BEGIN MATERIAL TO PROCESS

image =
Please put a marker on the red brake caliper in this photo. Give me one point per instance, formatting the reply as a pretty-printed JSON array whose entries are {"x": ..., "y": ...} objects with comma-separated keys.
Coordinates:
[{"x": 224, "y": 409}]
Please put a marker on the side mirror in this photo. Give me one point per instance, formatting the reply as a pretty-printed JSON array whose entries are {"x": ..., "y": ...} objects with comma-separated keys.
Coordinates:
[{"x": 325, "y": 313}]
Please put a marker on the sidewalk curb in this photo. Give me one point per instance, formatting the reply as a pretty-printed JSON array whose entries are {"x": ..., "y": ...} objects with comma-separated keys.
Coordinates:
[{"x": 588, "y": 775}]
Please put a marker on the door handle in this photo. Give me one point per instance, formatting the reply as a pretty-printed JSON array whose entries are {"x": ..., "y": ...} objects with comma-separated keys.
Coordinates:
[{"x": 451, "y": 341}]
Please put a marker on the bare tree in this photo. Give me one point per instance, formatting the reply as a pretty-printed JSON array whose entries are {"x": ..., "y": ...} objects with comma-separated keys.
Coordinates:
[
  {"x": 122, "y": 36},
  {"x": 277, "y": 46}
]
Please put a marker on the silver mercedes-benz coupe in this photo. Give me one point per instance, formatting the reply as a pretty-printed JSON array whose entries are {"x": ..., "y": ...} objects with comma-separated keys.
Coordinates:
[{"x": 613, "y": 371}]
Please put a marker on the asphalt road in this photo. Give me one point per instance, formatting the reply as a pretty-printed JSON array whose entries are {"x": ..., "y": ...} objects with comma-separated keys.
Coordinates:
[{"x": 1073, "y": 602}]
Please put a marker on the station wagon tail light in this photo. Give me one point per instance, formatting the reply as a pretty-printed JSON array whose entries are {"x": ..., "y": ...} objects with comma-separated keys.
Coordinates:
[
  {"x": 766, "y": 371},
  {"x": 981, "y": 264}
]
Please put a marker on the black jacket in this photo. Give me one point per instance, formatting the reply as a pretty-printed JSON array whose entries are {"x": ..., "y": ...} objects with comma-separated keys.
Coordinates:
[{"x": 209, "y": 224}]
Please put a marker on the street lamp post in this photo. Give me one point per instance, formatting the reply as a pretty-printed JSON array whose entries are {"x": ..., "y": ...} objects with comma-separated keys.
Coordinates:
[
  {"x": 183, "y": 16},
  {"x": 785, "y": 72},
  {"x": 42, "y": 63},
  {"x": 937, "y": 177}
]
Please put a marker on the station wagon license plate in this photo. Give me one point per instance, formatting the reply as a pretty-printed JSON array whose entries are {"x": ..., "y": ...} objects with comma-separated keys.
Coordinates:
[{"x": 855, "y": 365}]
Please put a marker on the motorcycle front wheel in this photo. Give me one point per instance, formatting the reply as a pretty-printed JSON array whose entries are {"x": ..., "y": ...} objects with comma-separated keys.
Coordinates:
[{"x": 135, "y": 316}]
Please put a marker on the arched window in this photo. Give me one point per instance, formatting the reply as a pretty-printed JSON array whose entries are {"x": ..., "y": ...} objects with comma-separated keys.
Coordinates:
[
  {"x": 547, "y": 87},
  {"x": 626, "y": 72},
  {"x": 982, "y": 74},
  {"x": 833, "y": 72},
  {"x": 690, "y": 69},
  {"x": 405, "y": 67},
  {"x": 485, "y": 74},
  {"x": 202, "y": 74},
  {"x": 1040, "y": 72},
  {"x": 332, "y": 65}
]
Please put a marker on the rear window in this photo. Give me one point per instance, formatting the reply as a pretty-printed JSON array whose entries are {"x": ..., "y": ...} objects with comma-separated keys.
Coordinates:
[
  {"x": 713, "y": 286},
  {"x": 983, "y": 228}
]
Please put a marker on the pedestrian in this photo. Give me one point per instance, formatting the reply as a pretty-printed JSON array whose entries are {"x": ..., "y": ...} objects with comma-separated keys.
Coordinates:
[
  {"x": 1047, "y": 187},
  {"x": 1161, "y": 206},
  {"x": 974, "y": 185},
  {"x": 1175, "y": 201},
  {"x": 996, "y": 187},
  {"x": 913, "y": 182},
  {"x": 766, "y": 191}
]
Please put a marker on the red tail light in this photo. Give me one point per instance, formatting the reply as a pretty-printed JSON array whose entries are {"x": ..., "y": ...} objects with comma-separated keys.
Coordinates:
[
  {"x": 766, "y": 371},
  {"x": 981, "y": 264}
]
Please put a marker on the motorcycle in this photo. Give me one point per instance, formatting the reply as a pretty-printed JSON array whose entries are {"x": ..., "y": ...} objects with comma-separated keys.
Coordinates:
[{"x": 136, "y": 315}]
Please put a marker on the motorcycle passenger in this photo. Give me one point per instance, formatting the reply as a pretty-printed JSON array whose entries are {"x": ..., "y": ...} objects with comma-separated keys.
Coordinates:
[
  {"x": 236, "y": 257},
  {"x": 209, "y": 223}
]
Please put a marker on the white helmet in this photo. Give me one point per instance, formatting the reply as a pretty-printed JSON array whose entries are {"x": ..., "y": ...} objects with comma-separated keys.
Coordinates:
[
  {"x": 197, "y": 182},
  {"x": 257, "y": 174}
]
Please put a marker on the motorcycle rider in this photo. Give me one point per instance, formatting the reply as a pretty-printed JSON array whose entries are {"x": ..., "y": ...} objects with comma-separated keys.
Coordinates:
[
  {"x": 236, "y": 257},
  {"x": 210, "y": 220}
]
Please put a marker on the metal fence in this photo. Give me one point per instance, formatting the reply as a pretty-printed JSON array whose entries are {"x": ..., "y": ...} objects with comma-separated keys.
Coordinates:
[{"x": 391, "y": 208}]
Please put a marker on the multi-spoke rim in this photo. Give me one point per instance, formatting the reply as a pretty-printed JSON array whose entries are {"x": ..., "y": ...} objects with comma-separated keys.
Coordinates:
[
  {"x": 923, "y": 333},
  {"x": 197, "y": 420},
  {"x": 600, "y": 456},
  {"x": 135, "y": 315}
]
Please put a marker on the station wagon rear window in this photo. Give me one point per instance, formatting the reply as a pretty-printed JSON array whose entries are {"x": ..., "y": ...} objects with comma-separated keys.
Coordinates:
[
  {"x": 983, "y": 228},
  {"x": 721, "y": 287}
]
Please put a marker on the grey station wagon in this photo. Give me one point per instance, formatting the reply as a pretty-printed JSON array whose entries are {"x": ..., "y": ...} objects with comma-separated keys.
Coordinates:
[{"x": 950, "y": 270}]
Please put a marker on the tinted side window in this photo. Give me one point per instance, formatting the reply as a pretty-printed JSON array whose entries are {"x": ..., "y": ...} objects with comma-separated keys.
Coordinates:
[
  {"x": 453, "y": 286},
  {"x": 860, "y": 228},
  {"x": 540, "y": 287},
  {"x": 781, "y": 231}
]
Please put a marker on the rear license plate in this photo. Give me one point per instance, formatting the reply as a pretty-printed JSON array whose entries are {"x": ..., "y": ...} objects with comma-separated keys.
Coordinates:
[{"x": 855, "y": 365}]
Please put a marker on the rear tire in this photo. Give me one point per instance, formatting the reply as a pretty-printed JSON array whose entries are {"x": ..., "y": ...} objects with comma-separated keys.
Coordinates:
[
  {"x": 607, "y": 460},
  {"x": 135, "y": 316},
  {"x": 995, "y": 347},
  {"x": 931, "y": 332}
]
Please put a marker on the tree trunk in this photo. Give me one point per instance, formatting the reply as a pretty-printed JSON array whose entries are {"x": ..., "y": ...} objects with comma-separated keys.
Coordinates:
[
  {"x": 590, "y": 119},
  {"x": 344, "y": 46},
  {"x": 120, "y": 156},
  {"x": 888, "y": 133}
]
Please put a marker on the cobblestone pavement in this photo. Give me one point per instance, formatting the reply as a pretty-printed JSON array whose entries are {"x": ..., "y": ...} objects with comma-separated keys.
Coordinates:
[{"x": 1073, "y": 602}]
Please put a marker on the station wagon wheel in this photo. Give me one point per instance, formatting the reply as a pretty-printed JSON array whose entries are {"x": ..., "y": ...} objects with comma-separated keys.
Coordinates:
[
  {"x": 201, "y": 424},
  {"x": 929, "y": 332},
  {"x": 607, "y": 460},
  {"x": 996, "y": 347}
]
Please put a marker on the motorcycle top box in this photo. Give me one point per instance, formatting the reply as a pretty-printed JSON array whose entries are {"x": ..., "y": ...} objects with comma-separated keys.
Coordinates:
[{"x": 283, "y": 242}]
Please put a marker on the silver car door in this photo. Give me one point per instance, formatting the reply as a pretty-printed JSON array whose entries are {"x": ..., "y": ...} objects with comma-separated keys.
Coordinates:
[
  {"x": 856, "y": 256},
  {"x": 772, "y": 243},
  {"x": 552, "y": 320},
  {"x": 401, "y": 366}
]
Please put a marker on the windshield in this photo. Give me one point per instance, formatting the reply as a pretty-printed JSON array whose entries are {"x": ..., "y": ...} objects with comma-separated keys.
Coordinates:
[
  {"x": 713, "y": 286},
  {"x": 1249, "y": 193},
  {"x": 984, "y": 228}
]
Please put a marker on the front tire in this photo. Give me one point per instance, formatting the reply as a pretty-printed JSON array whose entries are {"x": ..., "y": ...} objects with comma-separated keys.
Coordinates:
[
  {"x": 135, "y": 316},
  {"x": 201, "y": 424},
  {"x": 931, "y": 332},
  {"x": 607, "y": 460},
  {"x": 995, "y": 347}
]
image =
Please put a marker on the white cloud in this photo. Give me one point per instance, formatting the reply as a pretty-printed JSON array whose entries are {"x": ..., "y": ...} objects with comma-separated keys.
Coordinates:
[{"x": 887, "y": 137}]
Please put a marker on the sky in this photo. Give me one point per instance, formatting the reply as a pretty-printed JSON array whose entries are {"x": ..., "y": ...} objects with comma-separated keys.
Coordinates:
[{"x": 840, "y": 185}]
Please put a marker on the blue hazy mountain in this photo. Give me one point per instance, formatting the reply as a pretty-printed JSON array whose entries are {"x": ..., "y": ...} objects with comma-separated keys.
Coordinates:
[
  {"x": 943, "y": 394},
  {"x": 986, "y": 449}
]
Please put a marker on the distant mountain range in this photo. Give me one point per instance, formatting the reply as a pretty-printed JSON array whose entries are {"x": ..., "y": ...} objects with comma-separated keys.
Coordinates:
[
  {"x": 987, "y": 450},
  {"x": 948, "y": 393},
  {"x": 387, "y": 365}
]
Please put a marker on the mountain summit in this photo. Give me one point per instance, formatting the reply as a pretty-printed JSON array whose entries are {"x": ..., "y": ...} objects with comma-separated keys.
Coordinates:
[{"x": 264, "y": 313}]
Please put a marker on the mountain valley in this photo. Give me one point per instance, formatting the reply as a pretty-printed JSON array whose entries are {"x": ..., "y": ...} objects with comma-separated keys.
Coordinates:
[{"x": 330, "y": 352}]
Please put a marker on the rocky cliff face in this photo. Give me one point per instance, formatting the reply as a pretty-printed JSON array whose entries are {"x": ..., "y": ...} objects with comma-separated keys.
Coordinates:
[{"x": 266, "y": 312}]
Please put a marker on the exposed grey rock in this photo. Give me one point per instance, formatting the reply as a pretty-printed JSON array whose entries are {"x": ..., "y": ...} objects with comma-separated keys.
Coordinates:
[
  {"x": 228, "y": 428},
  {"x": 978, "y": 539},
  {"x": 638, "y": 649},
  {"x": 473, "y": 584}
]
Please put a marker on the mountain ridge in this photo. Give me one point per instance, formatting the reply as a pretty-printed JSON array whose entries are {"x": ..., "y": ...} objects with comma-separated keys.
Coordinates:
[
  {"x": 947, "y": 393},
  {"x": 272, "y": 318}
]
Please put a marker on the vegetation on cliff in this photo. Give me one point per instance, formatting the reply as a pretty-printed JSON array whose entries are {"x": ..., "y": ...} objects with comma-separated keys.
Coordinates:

END MATERIAL TO PROCESS

» ABOUT THIS EXERCISE
Return every line of the records in which the word "silver" is found.

» ANSWER TO THIS EXERCISE
Please put a marker on the silver mercedes-benz coupe in this photo. Give me one point per instance, formatting the reply as a pretty-printed JSON array whose entries are {"x": ..., "y": ...} objects with comma-separated keys.
Please put a marker on the silver car door in this photo. Give me one point per instance, formatting the reply as a pretty-printed JSON array whose entries are {"x": ..., "y": ...} objects with comma-separated keys.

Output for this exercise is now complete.